§ Your assignment
Where the word "pattern" occurs in a line of the data, return the whole line.
<<<<
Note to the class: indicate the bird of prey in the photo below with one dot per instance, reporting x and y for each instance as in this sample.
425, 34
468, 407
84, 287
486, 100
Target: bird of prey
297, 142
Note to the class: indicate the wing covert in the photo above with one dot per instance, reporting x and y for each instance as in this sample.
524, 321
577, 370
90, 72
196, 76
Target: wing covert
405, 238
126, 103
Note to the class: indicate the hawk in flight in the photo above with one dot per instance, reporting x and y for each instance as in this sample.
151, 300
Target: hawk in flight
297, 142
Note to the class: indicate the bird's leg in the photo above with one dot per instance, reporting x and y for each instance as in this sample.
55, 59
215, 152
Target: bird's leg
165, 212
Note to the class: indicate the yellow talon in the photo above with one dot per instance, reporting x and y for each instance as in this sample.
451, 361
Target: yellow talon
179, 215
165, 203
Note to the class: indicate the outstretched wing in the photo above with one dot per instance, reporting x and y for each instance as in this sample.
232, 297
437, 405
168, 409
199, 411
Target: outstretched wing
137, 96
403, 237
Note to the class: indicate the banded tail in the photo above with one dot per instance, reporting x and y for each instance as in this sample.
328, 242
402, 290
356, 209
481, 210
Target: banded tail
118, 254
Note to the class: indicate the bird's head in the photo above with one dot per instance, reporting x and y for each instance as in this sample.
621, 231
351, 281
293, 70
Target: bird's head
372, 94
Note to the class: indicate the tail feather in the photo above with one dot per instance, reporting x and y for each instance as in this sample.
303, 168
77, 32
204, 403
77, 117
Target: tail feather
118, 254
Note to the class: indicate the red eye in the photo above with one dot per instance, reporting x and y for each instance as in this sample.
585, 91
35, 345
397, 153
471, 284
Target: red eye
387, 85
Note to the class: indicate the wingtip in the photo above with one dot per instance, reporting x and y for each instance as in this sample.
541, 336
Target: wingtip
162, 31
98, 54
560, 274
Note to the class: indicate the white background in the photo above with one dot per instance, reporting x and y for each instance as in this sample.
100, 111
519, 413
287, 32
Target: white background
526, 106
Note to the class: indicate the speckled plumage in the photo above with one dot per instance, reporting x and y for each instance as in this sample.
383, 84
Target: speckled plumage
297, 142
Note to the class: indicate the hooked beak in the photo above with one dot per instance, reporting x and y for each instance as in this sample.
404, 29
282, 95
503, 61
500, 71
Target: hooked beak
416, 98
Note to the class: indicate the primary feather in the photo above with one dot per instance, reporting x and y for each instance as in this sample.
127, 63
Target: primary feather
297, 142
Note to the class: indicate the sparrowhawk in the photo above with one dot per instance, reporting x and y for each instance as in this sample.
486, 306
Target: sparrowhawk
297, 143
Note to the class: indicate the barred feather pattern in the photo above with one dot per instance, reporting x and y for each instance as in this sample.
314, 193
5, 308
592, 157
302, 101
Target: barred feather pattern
>>>>
§ Task solution
Note to the class: indicate the barred feather pattern in the photo above with one dot per instance, reporting x and y for each instance as in this sample.
Target: barred feather pattern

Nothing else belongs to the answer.